*WHAT THE TASK REQUIRES:* Begin at the line that has "Given the scene above, your job is to locate the corporal" and stop after the line that has "[292,0,412,454]". Reproduce only those lines, changing "dirt infield" to "clay infield" and keeping everything else the same.

————————

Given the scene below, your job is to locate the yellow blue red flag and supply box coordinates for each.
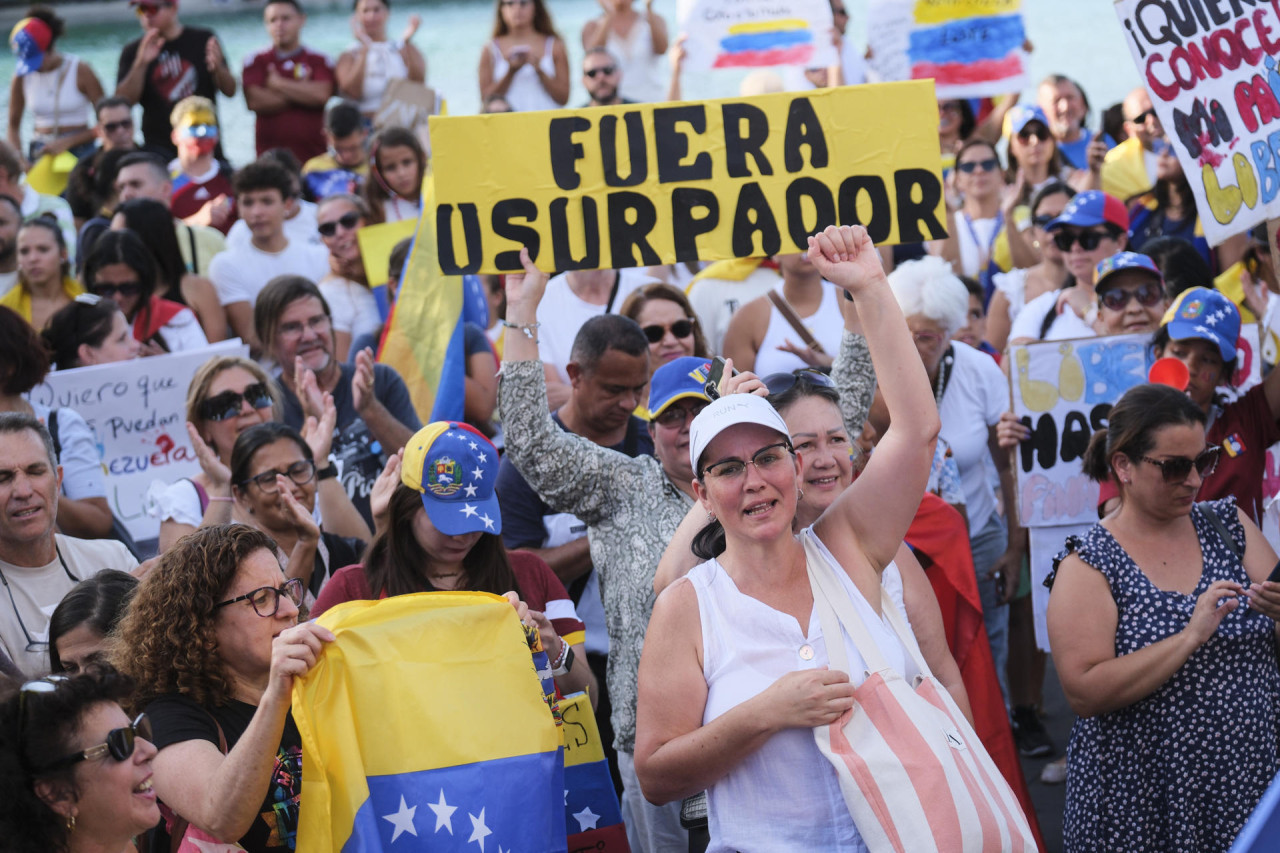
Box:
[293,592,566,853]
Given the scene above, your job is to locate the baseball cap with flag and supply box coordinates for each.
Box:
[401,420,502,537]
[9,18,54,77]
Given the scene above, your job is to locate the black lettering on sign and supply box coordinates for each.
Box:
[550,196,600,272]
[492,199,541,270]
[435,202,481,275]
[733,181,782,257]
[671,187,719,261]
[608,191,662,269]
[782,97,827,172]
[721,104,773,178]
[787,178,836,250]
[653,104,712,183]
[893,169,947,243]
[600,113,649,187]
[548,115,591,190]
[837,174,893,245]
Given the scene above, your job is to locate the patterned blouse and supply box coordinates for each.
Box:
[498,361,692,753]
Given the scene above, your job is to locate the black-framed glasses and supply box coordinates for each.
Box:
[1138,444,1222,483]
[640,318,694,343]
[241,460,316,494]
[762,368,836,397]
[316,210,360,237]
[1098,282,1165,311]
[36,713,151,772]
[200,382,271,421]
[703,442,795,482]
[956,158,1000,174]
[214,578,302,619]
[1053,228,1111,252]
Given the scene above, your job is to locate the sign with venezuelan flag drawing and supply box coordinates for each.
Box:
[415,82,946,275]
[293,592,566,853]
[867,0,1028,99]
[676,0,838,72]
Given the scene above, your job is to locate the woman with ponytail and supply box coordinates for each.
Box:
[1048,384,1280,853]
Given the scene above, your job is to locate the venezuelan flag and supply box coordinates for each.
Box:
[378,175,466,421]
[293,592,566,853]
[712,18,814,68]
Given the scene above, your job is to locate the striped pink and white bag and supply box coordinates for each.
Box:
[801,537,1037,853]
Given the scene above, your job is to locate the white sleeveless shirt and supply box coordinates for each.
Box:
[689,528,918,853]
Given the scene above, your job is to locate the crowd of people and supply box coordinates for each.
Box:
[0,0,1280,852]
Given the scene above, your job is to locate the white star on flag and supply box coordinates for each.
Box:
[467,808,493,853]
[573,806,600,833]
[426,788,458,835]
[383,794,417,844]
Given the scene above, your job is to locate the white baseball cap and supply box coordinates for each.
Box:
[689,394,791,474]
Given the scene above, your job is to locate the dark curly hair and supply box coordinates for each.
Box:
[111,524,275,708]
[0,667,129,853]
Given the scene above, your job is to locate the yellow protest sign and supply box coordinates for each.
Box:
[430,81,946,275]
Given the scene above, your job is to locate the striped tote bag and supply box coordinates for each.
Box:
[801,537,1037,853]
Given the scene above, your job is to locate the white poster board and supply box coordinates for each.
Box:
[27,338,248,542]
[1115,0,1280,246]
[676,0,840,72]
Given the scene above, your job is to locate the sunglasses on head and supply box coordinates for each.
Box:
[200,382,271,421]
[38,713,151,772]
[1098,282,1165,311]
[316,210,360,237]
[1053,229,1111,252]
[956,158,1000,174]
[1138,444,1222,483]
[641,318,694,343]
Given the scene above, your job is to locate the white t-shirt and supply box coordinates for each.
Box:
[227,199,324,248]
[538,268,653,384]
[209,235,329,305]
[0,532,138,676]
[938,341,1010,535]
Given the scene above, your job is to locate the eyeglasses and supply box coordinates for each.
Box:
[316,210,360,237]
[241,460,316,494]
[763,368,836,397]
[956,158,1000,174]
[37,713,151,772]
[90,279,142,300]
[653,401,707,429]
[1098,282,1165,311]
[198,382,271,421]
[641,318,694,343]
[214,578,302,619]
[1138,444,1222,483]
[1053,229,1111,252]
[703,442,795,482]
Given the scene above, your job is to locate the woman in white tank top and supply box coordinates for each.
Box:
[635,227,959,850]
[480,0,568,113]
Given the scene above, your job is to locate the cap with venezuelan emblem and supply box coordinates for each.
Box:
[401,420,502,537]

————————

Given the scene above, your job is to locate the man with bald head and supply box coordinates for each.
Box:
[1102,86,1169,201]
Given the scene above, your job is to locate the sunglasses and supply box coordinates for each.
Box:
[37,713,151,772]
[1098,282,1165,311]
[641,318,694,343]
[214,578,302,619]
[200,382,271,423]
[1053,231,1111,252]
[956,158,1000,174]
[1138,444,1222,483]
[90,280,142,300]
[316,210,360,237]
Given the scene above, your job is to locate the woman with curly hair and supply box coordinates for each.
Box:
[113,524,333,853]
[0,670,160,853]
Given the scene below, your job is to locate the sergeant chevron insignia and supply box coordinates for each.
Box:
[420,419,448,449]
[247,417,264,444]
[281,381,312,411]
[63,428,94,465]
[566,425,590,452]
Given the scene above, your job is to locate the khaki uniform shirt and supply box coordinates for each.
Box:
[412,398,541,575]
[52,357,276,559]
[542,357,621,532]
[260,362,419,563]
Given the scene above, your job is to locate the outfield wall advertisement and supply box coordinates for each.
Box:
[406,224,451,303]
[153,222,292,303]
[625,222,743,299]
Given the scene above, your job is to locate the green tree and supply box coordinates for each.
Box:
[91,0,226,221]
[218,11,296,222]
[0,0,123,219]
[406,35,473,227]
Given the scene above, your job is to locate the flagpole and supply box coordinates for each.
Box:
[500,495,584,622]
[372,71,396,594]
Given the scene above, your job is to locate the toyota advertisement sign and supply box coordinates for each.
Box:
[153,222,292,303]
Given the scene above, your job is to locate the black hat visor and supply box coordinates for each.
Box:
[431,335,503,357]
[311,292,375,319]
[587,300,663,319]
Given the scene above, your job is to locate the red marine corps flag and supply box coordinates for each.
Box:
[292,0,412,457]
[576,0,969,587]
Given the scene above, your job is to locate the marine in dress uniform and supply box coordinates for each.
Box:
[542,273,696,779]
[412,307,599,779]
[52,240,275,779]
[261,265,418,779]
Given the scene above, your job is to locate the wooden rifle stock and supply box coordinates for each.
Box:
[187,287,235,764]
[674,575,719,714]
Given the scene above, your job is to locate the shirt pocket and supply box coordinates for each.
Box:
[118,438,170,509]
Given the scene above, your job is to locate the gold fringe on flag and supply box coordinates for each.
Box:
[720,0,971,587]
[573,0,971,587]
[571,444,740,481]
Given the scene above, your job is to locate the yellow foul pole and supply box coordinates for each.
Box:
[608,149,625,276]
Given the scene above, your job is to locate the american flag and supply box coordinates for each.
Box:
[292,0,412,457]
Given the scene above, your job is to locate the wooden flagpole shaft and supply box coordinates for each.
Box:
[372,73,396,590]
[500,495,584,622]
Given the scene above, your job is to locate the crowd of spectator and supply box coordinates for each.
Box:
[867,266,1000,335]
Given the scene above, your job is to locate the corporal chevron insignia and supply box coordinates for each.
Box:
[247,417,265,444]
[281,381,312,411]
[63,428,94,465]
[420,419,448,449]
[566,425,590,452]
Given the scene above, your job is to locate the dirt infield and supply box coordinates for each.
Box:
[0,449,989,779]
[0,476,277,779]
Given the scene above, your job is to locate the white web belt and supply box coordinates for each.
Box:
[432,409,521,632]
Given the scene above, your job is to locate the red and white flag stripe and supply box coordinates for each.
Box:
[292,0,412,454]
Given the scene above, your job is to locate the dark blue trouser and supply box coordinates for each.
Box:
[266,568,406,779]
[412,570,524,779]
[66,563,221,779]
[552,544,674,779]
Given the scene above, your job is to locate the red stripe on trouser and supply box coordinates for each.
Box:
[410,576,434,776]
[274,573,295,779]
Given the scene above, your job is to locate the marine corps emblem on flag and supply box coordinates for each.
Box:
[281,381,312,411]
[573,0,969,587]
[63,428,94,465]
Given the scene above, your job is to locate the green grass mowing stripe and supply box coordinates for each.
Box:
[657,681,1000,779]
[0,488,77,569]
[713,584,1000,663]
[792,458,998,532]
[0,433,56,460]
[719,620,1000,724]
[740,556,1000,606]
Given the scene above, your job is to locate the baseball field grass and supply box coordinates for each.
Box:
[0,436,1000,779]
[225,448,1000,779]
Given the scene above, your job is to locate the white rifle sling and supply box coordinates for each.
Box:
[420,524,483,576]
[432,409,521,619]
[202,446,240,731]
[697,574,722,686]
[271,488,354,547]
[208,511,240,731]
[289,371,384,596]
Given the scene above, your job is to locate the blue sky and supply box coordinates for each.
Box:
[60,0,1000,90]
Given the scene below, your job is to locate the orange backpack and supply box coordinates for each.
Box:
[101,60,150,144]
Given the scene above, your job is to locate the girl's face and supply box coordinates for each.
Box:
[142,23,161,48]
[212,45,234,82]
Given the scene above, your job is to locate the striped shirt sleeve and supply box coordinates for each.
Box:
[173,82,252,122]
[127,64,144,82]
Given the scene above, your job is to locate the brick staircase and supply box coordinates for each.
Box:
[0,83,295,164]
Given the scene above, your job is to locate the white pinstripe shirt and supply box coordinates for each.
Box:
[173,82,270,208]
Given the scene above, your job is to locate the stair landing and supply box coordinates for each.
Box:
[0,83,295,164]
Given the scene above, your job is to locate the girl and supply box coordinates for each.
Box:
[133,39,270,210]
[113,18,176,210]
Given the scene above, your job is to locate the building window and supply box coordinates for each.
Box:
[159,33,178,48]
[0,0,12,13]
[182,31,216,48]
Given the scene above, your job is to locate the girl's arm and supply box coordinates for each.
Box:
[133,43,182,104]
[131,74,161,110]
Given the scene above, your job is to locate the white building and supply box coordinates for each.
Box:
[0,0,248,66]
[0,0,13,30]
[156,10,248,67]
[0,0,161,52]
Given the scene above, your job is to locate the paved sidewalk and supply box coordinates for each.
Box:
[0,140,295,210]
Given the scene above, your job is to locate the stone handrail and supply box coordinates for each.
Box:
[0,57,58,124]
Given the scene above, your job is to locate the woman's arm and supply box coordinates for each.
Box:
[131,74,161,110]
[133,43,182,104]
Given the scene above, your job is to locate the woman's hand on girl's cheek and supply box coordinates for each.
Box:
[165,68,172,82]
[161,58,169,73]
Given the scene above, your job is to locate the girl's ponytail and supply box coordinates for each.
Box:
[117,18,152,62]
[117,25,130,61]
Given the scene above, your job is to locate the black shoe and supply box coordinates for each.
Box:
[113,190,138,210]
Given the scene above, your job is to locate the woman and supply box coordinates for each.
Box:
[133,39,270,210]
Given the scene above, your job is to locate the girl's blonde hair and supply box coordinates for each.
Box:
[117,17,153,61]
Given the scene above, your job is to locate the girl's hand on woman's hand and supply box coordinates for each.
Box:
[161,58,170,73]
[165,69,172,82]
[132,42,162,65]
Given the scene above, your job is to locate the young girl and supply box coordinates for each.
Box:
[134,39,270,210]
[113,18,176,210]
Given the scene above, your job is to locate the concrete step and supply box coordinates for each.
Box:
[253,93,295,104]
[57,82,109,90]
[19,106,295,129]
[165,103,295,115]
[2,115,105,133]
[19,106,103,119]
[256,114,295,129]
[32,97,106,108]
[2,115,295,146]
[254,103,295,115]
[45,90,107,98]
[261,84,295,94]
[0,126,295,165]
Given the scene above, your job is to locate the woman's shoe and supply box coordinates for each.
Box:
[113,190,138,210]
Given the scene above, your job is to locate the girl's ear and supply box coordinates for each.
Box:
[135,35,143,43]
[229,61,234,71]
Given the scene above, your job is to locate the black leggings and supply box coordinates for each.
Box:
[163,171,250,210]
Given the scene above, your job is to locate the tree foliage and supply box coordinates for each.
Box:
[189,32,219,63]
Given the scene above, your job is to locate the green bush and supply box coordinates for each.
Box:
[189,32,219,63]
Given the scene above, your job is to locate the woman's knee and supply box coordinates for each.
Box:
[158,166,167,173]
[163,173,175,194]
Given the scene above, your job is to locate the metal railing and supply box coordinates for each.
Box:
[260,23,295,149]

————————

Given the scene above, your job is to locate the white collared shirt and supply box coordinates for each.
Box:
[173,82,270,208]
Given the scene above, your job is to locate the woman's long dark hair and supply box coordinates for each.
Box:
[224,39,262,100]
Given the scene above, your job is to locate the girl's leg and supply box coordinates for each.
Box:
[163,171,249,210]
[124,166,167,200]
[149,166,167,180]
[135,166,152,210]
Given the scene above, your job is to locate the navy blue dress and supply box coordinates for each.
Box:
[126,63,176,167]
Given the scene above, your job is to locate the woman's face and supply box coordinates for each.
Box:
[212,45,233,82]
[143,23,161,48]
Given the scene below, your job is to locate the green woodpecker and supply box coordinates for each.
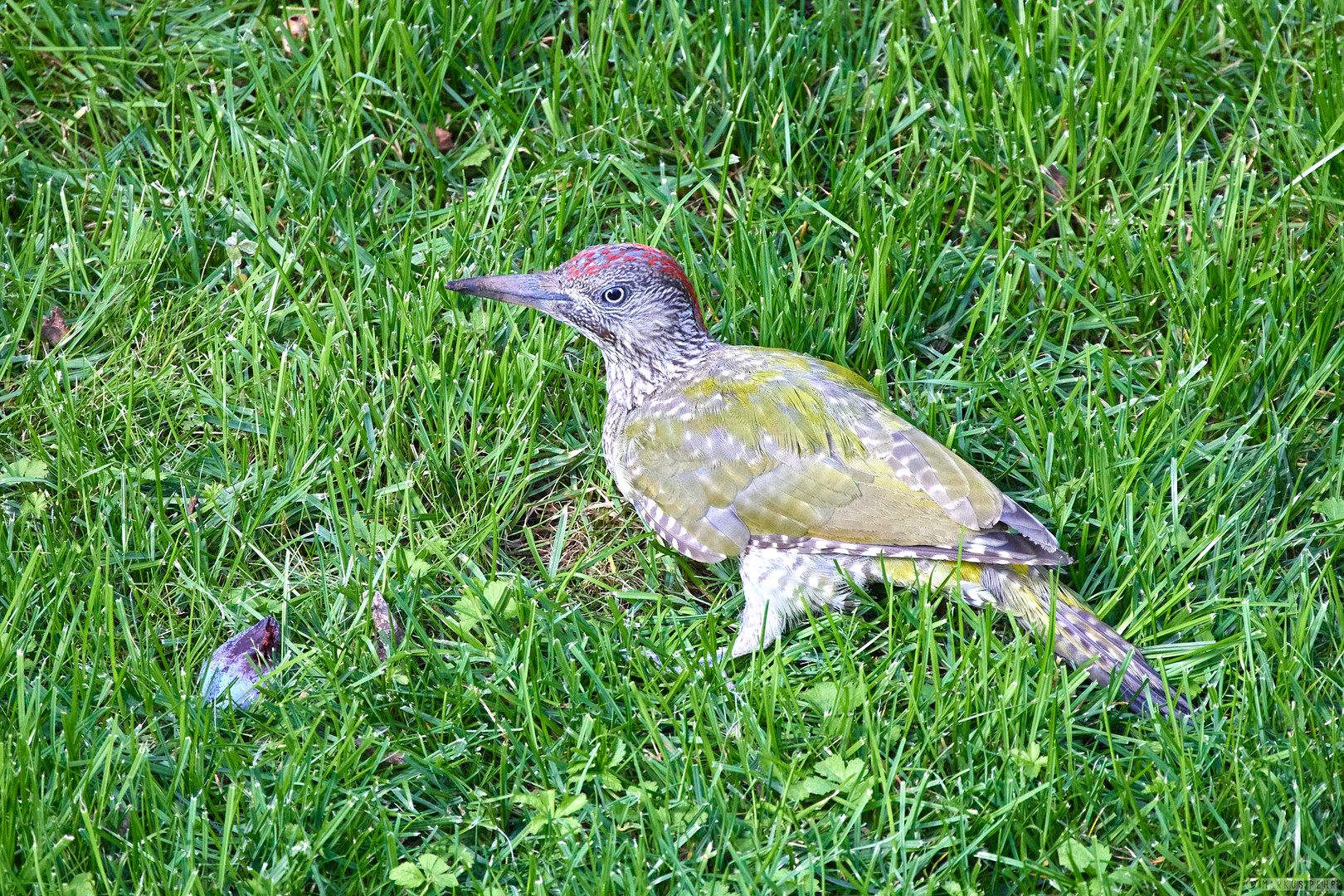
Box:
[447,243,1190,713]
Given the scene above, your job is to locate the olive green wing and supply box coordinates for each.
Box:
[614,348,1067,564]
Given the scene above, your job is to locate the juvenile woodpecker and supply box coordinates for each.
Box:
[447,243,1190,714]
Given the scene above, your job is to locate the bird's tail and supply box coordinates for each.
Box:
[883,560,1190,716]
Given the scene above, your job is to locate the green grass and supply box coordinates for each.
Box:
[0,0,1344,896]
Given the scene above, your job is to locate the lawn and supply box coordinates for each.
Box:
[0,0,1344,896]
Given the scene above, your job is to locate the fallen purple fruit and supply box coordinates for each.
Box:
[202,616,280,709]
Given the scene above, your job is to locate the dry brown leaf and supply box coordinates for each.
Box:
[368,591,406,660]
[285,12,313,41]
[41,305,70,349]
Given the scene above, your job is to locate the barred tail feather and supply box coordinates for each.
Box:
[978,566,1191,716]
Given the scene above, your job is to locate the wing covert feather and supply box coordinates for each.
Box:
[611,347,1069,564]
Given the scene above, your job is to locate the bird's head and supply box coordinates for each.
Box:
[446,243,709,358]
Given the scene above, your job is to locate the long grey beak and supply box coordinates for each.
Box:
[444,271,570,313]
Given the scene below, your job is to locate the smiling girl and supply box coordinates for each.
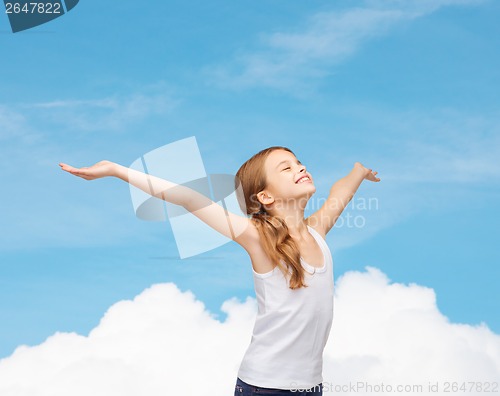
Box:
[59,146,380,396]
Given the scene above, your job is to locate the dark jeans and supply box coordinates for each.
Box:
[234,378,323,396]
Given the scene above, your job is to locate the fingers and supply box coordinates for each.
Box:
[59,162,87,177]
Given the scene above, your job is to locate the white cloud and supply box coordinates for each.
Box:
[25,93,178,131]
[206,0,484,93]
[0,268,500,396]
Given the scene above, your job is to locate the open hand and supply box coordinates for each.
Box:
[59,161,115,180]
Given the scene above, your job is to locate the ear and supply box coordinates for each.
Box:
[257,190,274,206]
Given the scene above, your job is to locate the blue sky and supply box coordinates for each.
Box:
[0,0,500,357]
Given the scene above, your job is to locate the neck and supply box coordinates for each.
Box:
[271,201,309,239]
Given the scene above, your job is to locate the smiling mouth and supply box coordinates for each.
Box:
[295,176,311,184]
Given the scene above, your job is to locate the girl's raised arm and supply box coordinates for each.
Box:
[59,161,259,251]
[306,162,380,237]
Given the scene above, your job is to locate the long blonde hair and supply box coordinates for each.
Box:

————————

*PROBLEM SOLUTION:*
Given the scene above, your job is to locate the corporal chevron insignia and supply box coordinates for each.
Box:
[247,417,265,444]
[281,381,312,411]
[63,428,94,465]
[420,419,448,449]
[566,425,590,452]
Given the scene above, your job is to locate the clay infield and supply box coordinates for each.
Box:
[0,449,989,779]
[0,476,277,779]
Given the scene above, your job is to locate the white web belt and supply box coordinates for each.
Box:
[432,409,521,632]
Given the scene above, your job is to locate the red and white flag stripe and supply box coordinates for each.
Box:
[292,0,412,454]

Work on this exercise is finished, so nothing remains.